→ SUPPLIED TEXT:
Sunday 6 May 2012

Lies, damned lies, and performance metrics

In the DESI IV e-discovery workshop at ICAIL last June, in one of the presentations there was a single slide that really caught my attention. It showed the performance of a large number of e-discovery systems on two axes representing the most common metrics used in information retrieval, computational linguistics, and what have you: precision and recall. (The slide was based an earlier publication which I unfortunately did not register at the time and have not been able to find since, pointers extremely welcome.)

What was so intriguing about that slide was that apart from a small number of outliers, almost all of the systems evaluated were at the bottom left quadrant, with both precision and recall (typically well) below 50%. Based on my expectations from my previous line of work, this was quite shocking, and had I known this earlier, I would certainly have worded a paper or two a bit differently as far as using e-discovery as an example is concerned. All the same, I suppose even at these figures e-discovery already outperforms all the alternatives, but there is certainly still considerable room for improvement.

→ GOAL OF THE EXERCISE: Would you resume the post on e-discovery precision and recall figures, writing on from its final sentence?

→ GIVEN ENTRIES:
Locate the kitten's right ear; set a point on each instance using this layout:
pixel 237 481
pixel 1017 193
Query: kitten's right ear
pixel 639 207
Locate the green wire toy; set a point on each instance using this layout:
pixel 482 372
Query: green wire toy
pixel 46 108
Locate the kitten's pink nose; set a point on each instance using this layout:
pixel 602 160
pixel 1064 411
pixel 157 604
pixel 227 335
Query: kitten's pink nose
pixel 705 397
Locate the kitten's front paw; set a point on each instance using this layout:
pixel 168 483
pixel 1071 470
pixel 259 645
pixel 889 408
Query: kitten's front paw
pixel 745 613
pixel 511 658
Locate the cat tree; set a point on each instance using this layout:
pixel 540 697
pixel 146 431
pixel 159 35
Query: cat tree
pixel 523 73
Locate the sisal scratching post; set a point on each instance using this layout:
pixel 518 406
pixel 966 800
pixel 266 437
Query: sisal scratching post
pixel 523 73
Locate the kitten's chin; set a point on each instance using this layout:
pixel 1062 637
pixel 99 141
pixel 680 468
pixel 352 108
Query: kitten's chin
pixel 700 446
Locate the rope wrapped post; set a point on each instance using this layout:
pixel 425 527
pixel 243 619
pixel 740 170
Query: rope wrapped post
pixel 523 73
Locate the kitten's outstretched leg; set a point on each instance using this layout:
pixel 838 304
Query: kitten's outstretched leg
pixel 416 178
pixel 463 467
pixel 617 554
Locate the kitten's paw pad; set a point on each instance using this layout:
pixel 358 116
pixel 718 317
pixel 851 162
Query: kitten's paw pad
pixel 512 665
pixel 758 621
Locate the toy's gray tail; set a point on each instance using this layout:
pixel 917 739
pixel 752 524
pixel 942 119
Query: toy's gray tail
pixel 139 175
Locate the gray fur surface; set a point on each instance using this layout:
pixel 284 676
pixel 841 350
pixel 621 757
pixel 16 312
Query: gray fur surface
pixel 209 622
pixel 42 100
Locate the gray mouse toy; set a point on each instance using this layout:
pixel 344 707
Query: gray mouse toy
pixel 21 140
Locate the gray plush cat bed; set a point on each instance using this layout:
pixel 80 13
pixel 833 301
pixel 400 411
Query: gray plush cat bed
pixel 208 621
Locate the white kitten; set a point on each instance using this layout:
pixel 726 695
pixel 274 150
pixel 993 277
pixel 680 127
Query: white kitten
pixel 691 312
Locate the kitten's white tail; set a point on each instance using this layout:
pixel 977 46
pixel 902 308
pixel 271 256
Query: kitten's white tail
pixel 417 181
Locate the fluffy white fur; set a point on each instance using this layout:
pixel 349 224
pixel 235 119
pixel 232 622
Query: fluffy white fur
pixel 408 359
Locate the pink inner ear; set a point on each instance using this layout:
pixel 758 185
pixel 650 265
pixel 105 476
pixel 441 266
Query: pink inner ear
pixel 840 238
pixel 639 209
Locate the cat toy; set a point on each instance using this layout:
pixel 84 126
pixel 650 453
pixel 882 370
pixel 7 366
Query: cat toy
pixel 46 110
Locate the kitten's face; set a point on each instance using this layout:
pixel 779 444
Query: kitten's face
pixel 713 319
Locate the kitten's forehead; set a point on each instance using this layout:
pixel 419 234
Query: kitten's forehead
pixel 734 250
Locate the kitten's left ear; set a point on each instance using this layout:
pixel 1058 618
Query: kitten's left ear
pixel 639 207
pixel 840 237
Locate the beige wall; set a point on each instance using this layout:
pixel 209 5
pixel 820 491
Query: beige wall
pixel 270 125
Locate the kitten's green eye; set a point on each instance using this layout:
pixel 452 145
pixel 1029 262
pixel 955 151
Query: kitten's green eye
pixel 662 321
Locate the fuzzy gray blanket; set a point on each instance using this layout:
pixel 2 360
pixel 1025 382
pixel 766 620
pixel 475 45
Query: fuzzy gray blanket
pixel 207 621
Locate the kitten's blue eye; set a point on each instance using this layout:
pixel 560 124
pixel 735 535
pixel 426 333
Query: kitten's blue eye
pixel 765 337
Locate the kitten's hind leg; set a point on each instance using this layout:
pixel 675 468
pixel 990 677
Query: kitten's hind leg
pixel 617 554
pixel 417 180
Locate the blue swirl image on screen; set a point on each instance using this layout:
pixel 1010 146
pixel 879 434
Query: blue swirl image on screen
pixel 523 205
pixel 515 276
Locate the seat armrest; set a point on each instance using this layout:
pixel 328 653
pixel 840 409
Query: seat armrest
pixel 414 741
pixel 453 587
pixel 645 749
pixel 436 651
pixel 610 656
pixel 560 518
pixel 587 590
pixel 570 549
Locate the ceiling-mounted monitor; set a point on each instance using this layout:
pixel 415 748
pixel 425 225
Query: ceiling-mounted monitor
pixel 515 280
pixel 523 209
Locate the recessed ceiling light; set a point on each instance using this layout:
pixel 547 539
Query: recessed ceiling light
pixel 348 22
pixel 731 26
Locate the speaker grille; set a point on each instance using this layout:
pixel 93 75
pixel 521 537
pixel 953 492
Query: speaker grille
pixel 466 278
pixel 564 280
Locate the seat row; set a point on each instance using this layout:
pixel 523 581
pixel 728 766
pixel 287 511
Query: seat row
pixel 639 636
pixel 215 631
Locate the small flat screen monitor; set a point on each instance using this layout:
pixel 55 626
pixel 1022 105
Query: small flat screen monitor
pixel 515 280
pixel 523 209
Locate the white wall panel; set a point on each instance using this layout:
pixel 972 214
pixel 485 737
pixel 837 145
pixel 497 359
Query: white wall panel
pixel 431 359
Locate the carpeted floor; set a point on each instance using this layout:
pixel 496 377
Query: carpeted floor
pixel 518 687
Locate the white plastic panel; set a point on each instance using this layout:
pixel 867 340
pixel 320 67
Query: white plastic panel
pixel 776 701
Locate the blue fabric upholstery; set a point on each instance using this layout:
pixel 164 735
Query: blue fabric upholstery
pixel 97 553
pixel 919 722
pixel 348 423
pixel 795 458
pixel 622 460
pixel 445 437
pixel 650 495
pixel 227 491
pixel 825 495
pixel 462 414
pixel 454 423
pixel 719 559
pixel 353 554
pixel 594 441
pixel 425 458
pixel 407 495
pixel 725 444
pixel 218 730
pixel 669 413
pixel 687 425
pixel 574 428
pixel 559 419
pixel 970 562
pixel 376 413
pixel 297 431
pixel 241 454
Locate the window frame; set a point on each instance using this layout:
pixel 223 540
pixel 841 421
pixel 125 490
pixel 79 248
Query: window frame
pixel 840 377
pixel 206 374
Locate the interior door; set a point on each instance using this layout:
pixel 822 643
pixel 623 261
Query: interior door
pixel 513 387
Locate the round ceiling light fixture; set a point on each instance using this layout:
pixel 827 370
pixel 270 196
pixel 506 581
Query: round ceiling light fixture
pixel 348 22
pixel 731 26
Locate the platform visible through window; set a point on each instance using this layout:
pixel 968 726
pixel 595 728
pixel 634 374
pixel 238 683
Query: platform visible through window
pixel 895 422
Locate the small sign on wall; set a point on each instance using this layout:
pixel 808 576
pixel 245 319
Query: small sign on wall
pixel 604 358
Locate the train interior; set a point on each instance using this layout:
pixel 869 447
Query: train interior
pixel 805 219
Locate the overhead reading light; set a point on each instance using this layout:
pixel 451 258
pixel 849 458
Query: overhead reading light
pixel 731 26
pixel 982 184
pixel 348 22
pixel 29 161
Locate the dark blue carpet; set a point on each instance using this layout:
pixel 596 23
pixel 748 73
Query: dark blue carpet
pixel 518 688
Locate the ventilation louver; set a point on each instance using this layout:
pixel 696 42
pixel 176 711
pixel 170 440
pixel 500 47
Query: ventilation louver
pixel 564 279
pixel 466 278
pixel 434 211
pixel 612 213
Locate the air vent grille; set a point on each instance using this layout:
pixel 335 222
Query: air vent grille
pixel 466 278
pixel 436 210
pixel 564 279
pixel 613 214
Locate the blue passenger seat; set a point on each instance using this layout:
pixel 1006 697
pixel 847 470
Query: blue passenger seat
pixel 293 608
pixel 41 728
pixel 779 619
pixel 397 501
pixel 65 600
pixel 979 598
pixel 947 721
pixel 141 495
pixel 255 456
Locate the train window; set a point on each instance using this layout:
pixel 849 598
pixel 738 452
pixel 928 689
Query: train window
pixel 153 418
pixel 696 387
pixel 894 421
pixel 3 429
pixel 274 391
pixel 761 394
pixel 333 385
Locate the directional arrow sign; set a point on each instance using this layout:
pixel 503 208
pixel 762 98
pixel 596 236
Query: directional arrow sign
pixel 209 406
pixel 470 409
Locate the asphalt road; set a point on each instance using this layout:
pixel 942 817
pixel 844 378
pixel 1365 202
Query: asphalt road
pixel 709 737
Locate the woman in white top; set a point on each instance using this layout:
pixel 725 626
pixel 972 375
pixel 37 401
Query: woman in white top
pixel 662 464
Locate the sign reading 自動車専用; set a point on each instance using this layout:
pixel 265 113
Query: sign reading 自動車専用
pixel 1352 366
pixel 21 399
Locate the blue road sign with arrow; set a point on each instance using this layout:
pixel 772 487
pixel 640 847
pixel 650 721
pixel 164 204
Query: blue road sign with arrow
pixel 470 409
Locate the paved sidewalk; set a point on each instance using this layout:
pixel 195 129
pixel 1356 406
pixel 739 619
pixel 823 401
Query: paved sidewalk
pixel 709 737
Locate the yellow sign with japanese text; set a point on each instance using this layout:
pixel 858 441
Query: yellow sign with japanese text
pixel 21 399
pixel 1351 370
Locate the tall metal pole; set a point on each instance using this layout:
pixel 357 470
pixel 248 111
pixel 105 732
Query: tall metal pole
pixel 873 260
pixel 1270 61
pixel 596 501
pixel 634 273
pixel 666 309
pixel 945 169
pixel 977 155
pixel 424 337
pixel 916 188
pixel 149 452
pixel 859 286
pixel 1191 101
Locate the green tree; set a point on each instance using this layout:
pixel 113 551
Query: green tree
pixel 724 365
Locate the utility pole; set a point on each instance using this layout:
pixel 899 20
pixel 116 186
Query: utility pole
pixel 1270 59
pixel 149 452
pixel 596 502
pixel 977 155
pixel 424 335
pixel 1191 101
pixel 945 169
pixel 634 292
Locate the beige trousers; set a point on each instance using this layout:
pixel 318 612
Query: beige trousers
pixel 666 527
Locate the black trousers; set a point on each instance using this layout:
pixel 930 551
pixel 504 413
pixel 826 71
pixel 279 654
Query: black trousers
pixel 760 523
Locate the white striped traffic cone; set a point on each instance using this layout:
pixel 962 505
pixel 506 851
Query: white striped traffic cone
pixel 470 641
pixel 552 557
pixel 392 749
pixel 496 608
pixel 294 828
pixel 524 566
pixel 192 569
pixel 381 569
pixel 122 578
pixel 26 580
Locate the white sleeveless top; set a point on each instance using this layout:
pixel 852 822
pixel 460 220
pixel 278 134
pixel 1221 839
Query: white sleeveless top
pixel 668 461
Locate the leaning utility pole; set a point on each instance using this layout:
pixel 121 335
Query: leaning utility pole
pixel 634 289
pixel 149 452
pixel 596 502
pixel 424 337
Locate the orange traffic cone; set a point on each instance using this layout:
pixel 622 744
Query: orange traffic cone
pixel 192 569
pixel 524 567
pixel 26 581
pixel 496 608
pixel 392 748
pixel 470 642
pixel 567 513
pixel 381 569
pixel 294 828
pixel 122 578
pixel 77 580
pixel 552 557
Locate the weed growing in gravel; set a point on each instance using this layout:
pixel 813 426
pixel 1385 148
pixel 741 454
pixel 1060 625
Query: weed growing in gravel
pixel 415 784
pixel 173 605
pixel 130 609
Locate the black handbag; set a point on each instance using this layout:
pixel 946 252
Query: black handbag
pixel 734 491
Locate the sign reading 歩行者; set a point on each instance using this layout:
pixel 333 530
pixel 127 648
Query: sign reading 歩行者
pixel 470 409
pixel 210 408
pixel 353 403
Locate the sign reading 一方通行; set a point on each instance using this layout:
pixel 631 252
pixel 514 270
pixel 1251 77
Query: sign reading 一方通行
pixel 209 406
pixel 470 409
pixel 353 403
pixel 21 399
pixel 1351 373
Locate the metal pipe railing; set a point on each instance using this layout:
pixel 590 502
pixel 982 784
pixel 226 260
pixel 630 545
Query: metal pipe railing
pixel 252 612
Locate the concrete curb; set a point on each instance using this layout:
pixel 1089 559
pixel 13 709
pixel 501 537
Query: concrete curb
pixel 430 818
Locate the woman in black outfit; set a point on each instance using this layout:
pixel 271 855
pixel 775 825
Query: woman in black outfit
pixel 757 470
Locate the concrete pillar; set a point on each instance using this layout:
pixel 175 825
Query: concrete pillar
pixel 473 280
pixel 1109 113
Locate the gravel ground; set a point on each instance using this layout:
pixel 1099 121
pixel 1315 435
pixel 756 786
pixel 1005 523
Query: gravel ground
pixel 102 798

→ RESPONSE TO THIS TASK:
What I was accustomed to was that a marketable product should deliver well above 90% in both columns or else the users would just stop using it. Whether they are 93% or 98% is not all that important, because that kind of variation is mostly just noise and depends on how well suited the test materials happen to be for that system. In particular, if you use a manually annotated test corpus as a gold standard, in a commercial scenario, you can really only use it once, because whatever is left between the actual performance and 100% are what we in the business call bugs, and they should be dealt with unless there is a good reason not to do so. And so our gold standard becomes tainted once these bugs are fixed. Which is of course no reason not to use the new figures for marketing purposes. (‘Press statements aren’t delivered under oath.’ - Jim Hacker, PM)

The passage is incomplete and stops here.